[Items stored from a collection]

'''

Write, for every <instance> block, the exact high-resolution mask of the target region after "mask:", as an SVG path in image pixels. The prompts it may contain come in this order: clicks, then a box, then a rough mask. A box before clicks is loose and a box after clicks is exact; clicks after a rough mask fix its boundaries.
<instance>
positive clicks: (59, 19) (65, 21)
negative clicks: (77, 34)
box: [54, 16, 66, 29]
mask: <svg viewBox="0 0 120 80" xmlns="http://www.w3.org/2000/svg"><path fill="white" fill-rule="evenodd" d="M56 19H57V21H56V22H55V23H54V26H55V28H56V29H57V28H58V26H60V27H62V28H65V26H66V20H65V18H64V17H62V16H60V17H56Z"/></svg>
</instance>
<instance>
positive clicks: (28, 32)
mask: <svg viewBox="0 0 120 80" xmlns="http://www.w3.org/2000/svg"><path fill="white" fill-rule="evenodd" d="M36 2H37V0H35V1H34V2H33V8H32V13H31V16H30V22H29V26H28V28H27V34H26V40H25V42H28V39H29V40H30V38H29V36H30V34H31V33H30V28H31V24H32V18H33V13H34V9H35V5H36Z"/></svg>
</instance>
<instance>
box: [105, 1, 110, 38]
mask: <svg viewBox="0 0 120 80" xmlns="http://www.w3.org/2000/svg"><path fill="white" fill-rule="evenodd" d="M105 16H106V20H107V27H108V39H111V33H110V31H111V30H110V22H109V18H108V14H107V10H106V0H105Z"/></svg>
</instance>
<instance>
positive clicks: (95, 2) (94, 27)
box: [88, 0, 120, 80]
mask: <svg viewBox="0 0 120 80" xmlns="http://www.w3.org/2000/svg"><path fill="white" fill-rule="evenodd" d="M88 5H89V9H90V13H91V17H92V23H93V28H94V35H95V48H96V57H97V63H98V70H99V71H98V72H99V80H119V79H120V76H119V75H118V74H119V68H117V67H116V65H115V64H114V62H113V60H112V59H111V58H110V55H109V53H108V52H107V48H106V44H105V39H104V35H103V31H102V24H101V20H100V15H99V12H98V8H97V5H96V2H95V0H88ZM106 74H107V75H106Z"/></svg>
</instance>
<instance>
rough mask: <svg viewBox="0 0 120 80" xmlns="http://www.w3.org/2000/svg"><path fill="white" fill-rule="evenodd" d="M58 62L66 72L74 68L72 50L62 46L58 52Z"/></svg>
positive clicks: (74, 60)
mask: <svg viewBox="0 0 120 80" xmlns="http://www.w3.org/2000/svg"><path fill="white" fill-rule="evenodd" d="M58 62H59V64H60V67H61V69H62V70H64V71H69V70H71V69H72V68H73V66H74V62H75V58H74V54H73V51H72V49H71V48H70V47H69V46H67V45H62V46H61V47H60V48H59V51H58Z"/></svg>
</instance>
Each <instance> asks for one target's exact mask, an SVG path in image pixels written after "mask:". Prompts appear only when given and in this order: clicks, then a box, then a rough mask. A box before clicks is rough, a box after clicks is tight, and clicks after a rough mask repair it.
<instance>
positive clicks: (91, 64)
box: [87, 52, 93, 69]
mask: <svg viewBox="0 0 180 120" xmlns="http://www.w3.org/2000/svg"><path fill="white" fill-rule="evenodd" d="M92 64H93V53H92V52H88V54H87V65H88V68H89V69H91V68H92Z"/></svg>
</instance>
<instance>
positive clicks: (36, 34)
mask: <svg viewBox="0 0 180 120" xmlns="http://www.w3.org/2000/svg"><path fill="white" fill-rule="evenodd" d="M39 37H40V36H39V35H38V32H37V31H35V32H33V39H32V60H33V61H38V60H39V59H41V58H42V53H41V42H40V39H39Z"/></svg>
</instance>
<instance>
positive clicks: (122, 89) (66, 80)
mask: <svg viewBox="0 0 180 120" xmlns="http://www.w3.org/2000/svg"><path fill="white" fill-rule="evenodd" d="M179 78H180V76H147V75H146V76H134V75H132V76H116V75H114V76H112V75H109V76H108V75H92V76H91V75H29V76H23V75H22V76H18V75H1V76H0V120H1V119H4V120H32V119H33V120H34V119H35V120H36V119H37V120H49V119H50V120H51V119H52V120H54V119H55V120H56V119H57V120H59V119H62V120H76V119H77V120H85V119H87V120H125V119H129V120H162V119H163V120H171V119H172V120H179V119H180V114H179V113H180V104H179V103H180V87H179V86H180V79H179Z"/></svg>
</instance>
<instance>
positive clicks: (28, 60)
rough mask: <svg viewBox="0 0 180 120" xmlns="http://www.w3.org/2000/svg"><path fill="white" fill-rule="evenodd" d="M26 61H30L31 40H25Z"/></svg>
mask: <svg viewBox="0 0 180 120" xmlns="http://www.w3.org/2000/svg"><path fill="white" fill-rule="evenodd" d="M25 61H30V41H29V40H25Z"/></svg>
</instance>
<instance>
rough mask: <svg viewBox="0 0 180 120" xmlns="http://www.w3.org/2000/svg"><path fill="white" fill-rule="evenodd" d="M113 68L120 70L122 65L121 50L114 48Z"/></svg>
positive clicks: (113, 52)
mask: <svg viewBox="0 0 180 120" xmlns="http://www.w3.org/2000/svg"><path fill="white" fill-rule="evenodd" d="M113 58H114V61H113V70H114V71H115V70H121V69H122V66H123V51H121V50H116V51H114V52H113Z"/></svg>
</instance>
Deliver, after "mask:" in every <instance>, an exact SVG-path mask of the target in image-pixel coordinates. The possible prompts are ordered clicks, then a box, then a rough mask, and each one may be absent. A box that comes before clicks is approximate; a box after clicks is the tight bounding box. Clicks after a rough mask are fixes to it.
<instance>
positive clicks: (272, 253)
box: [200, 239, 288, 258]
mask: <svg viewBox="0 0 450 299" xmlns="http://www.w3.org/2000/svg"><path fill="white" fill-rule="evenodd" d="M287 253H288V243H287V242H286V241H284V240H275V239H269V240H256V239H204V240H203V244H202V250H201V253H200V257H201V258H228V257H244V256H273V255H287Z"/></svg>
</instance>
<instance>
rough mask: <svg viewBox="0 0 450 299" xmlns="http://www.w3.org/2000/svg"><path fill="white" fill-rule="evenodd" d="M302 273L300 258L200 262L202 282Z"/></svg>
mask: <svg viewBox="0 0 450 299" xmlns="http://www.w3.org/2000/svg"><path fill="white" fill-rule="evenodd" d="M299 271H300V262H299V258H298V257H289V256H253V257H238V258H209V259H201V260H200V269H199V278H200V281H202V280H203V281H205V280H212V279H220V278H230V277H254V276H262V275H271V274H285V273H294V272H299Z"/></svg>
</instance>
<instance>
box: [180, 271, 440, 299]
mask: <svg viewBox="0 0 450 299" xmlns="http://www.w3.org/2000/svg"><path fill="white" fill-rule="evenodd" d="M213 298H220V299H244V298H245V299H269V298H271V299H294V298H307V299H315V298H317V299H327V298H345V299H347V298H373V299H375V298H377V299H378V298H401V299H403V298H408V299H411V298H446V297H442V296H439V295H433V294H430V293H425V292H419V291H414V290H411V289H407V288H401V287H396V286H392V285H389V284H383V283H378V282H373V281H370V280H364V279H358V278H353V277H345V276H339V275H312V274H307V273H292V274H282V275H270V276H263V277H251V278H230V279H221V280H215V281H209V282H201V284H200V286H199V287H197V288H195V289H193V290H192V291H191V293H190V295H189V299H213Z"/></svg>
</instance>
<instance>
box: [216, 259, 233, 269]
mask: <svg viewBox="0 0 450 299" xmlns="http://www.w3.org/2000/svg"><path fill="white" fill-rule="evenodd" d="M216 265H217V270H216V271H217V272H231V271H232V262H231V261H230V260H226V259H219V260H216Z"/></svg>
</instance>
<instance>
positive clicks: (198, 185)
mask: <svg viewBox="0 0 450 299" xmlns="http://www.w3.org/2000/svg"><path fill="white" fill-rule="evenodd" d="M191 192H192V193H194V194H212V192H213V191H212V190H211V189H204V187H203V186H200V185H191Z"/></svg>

'''

Find every row above that contains the string "positive", treating uppercase and lowercase letters as different, and copy each of those rows in full.

positive clicks: (59, 19) (65, 21)
positive clicks: (28, 32)
positive clicks: (95, 2) (94, 27)
positive clicks: (74, 60)
positive clicks: (91, 64)
positive clicks: (36, 34)
positive clicks: (122, 89) (66, 80)
positive clicks: (28, 60)
positive clicks: (113, 52)
positive clicks: (272, 253)
positive clicks: (198, 185)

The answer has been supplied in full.